Stored data
_ _ _ _

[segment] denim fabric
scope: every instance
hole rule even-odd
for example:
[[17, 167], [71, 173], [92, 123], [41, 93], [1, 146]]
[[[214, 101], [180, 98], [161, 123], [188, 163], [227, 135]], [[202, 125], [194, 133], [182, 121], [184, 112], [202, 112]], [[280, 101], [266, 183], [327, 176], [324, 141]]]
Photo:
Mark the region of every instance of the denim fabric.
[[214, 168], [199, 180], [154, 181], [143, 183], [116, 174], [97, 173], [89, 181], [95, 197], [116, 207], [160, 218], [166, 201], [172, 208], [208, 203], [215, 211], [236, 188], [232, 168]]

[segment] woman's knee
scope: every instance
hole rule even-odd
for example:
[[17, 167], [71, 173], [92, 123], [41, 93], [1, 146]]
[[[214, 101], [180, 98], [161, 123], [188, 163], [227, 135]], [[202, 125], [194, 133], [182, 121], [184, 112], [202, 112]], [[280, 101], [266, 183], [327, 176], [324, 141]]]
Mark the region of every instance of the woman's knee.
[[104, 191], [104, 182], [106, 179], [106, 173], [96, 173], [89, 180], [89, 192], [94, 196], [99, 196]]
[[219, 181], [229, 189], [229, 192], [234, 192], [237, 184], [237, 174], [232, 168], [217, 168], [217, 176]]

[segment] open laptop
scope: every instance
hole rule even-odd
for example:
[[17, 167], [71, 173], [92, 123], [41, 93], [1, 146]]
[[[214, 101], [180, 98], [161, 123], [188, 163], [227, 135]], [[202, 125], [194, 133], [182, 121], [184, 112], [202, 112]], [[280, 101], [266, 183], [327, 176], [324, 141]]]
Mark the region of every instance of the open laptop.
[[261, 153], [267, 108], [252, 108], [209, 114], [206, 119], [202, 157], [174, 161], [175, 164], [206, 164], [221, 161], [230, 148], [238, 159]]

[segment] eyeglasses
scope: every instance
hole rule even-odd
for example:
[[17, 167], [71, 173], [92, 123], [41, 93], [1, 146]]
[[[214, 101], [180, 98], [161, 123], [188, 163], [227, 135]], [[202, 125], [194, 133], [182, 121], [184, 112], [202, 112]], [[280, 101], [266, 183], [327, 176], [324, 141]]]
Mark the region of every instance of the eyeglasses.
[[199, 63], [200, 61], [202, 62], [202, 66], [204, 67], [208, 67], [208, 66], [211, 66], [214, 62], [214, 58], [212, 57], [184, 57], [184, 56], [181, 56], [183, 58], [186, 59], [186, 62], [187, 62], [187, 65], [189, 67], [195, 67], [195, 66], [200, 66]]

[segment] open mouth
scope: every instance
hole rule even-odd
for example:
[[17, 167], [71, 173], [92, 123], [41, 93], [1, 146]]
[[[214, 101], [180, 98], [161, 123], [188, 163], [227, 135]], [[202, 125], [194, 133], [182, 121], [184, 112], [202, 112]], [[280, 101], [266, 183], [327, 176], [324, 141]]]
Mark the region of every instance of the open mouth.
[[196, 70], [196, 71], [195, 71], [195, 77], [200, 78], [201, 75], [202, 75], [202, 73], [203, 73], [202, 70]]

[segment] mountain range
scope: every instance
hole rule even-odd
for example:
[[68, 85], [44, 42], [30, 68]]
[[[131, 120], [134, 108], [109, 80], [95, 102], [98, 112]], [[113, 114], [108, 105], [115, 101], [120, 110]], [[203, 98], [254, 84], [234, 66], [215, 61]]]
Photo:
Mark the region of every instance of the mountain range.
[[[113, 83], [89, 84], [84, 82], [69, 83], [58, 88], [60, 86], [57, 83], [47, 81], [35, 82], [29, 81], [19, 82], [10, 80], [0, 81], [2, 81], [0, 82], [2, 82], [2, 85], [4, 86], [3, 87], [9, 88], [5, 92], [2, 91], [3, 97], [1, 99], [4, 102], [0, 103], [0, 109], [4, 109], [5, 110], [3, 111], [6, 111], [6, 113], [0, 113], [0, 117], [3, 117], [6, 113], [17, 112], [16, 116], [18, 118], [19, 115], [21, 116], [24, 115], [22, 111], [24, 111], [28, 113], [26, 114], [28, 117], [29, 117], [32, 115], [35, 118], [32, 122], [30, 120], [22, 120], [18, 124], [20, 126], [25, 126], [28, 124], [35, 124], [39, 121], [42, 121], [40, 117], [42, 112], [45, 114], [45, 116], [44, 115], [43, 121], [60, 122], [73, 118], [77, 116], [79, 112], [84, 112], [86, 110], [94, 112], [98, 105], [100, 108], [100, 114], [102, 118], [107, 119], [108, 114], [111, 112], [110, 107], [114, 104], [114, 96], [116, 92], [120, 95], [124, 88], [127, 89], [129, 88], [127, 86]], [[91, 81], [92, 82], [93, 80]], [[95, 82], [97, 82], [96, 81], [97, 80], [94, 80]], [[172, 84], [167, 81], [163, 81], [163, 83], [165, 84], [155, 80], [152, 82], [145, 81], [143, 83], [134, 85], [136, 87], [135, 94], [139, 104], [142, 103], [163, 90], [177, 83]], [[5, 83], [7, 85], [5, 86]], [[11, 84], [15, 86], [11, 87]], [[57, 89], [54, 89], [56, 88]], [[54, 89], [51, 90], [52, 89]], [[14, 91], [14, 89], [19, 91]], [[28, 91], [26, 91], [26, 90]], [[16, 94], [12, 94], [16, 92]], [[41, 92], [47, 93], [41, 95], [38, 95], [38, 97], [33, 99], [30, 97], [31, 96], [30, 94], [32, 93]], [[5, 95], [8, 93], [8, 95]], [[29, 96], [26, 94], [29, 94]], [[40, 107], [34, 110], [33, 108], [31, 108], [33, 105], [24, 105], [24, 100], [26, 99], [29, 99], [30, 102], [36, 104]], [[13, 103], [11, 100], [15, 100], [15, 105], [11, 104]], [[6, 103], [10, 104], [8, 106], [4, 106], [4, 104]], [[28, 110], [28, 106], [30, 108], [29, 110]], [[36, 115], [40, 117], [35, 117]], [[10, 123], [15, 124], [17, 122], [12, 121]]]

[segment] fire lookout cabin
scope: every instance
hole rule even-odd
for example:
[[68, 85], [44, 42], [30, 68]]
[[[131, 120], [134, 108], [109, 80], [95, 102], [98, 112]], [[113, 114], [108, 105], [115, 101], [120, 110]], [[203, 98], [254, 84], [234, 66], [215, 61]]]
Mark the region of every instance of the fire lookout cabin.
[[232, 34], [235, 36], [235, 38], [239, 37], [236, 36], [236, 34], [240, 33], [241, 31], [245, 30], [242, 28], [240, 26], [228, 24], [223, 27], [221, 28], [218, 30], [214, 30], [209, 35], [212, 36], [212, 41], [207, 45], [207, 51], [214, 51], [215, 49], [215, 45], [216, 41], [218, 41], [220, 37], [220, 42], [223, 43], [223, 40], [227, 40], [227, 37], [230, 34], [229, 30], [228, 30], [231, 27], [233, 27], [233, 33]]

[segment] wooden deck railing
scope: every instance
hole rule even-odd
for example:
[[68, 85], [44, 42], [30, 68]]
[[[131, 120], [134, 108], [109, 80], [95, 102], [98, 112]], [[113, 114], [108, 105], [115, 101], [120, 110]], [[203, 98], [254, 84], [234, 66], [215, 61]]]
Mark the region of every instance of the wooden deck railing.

_ _ _ _

Copy out the data above line for line, with no changes.

Exercise response
[segment] denim fabric
scope: every instance
hole rule even-odd
for example:
[[17, 167], [71, 173], [92, 123], [41, 93], [1, 146]]
[[[214, 101], [180, 98], [161, 123], [188, 163], [227, 135]], [[202, 125], [194, 133], [182, 121], [184, 112], [202, 112]], [[280, 101], [266, 183], [327, 176], [324, 141]]]
Photo:
Mark the region of every instance of the denim fabric.
[[214, 168], [199, 180], [154, 181], [143, 183], [116, 174], [97, 173], [89, 181], [95, 197], [116, 207], [160, 218], [166, 201], [172, 208], [208, 203], [215, 211], [236, 188], [232, 168]]

[segment] woman's knee
scope: every instance
hole rule even-odd
for example:
[[17, 167], [71, 173], [92, 123], [41, 93], [1, 146]]
[[[214, 101], [180, 98], [161, 123], [188, 163], [227, 135]], [[202, 125], [194, 133], [182, 121], [184, 112], [202, 112]], [[280, 101], [266, 183], [327, 176], [324, 141]]]
Mark the region of every instance of the woman's knee.
[[104, 191], [104, 182], [106, 179], [106, 173], [96, 173], [89, 180], [89, 192], [94, 196], [99, 196]]
[[219, 181], [229, 189], [229, 192], [234, 192], [237, 184], [237, 174], [232, 168], [217, 168], [217, 176]]

[segment] open laptop
scope: every instance
hole rule even-odd
for example:
[[17, 167], [71, 173], [92, 123], [41, 93], [1, 146]]
[[[214, 101], [180, 98], [161, 123], [188, 163], [227, 135]], [[202, 125], [194, 133], [182, 121], [184, 112], [202, 112]], [[280, 101], [266, 183], [327, 176], [324, 141]]]
Mark the region of every instance of the open laptop.
[[261, 153], [267, 108], [252, 108], [209, 114], [206, 119], [202, 157], [174, 161], [175, 164], [206, 164], [221, 161], [230, 148], [238, 159]]

[segment] eyeglasses
scope: every instance
hole rule even-odd
for example:
[[17, 167], [71, 173], [92, 123], [41, 93], [1, 146]]
[[[214, 101], [180, 98], [161, 123], [188, 163], [227, 135]], [[202, 125], [194, 133], [182, 121], [184, 112], [202, 112]], [[280, 101], [266, 183], [327, 176], [324, 141]]]
Mark the region of every instance of the eyeglasses.
[[199, 63], [200, 61], [202, 62], [202, 66], [204, 67], [208, 67], [208, 66], [211, 66], [214, 62], [214, 58], [212, 57], [184, 57], [184, 56], [181, 56], [183, 58], [186, 59], [186, 62], [187, 62], [187, 65], [189, 67], [195, 67], [195, 66], [200, 66]]

[segment] open mouth
scope: every instance
hole rule even-odd
for example:
[[17, 167], [71, 173], [92, 123], [41, 93], [1, 146]]
[[[214, 101], [180, 98], [161, 123], [188, 163], [227, 135]], [[202, 125], [194, 133], [182, 121], [184, 112], [202, 112]], [[280, 101], [266, 183], [327, 176], [324, 141]]]
Mark the region of every instance of the open mouth.
[[196, 70], [196, 71], [195, 71], [195, 77], [200, 78], [201, 75], [202, 75], [202, 73], [203, 73], [202, 70]]

[segment] mountain range
scope: every instance
hole rule even-odd
for example:
[[68, 85], [44, 42], [30, 68]]
[[[131, 120], [134, 108], [109, 80], [95, 102], [98, 112]], [[113, 114], [108, 105], [115, 101], [120, 110]], [[203, 98], [254, 84], [234, 66], [215, 61]]]
Photo:
Mark the region of every instance of the mountain range.
[[[113, 83], [89, 84], [84, 82], [69, 83], [58, 88], [60, 86], [57, 83], [47, 81], [35, 82], [29, 81], [19, 82], [10, 80], [0, 81], [2, 81], [0, 82], [2, 82], [2, 85], [4, 86], [3, 87], [9, 88], [5, 92], [2, 91], [3, 97], [1, 99], [4, 102], [0, 103], [0, 109], [4, 109], [5, 110], [3, 111], [6, 111], [6, 113], [0, 113], [0, 117], [3, 117], [6, 113], [17, 112], [16, 116], [18, 118], [19, 115], [21, 116], [24, 115], [22, 111], [24, 111], [28, 113], [26, 114], [28, 117], [29, 117], [32, 115], [35, 118], [32, 122], [30, 120], [22, 120], [18, 124], [20, 126], [25, 126], [28, 124], [35, 124], [39, 121], [42, 121], [40, 117], [42, 112], [45, 114], [45, 116], [44, 115], [43, 121], [60, 122], [73, 118], [77, 116], [79, 112], [84, 112], [86, 110], [94, 112], [98, 105], [100, 108], [100, 114], [102, 118], [107, 119], [108, 114], [111, 112], [110, 107], [114, 104], [114, 96], [116, 92], [120, 95], [124, 88], [127, 89], [129, 88], [127, 86]], [[91, 81], [92, 82], [93, 80]], [[95, 82], [97, 82], [96, 81], [97, 80], [94, 80]], [[172, 84], [167, 81], [163, 81], [163, 83], [165, 84], [155, 80], [152, 82], [145, 81], [143, 83], [134, 85], [136, 87], [135, 94], [139, 104], [142, 103], [163, 90], [177, 83]], [[5, 83], [7, 85], [5, 86]], [[11, 84], [15, 86], [11, 87]], [[57, 89], [54, 89], [56, 88]], [[54, 89], [51, 90], [52, 89]], [[14, 91], [14, 89], [19, 91]], [[28, 91], [26, 91], [26, 90]], [[16, 94], [12, 94], [16, 92]], [[41, 92], [47, 93], [41, 95], [38, 95], [38, 97], [33, 99], [30, 97], [31, 96], [30, 94], [32, 93]], [[5, 95], [8, 93], [8, 95]], [[29, 96], [26, 94], [29, 94]], [[40, 107], [34, 110], [33, 108], [31, 108], [33, 105], [24, 105], [24, 100], [26, 99], [29, 99], [30, 102], [36, 104]], [[13, 103], [11, 100], [15, 100], [15, 105], [11, 104]], [[6, 103], [10, 104], [8, 106], [4, 106], [4, 104]], [[28, 110], [28, 106], [30, 108], [29, 110]], [[36, 115], [40, 117], [35, 117]], [[10, 123], [15, 124], [17, 122], [12, 121]]]

[segment] fire lookout cabin
scope: every instance
hole rule even-odd
for example:
[[68, 85], [44, 42], [30, 68]]
[[[131, 120], [134, 108], [109, 80], [95, 102], [98, 112]], [[113, 114], [108, 105], [115, 101], [120, 110]], [[203, 98], [254, 84], [234, 66], [215, 61]]]
Mark the region of every instance of the fire lookout cabin.
[[232, 34], [235, 36], [235, 38], [239, 37], [236, 36], [236, 34], [240, 33], [241, 31], [245, 30], [242, 28], [240, 26], [228, 24], [223, 27], [221, 28], [218, 30], [214, 30], [209, 35], [212, 36], [212, 41], [207, 45], [207, 51], [214, 51], [215, 49], [215, 45], [216, 41], [218, 41], [220, 37], [220, 42], [223, 43], [223, 40], [227, 40], [227, 37], [230, 34], [229, 30], [228, 30], [231, 27], [233, 27], [233, 33]]

[segment] wooden deck railing
scope: every instance
hole rule even-odd
for example:
[[68, 85], [44, 42], [30, 68]]
[[[131, 120], [134, 108], [109, 80], [95, 102], [98, 112]], [[113, 114], [108, 105], [115, 101], [120, 110]], [[203, 98], [254, 84], [234, 66], [215, 61]]]
Mark the region of every instance of the wooden deck railing.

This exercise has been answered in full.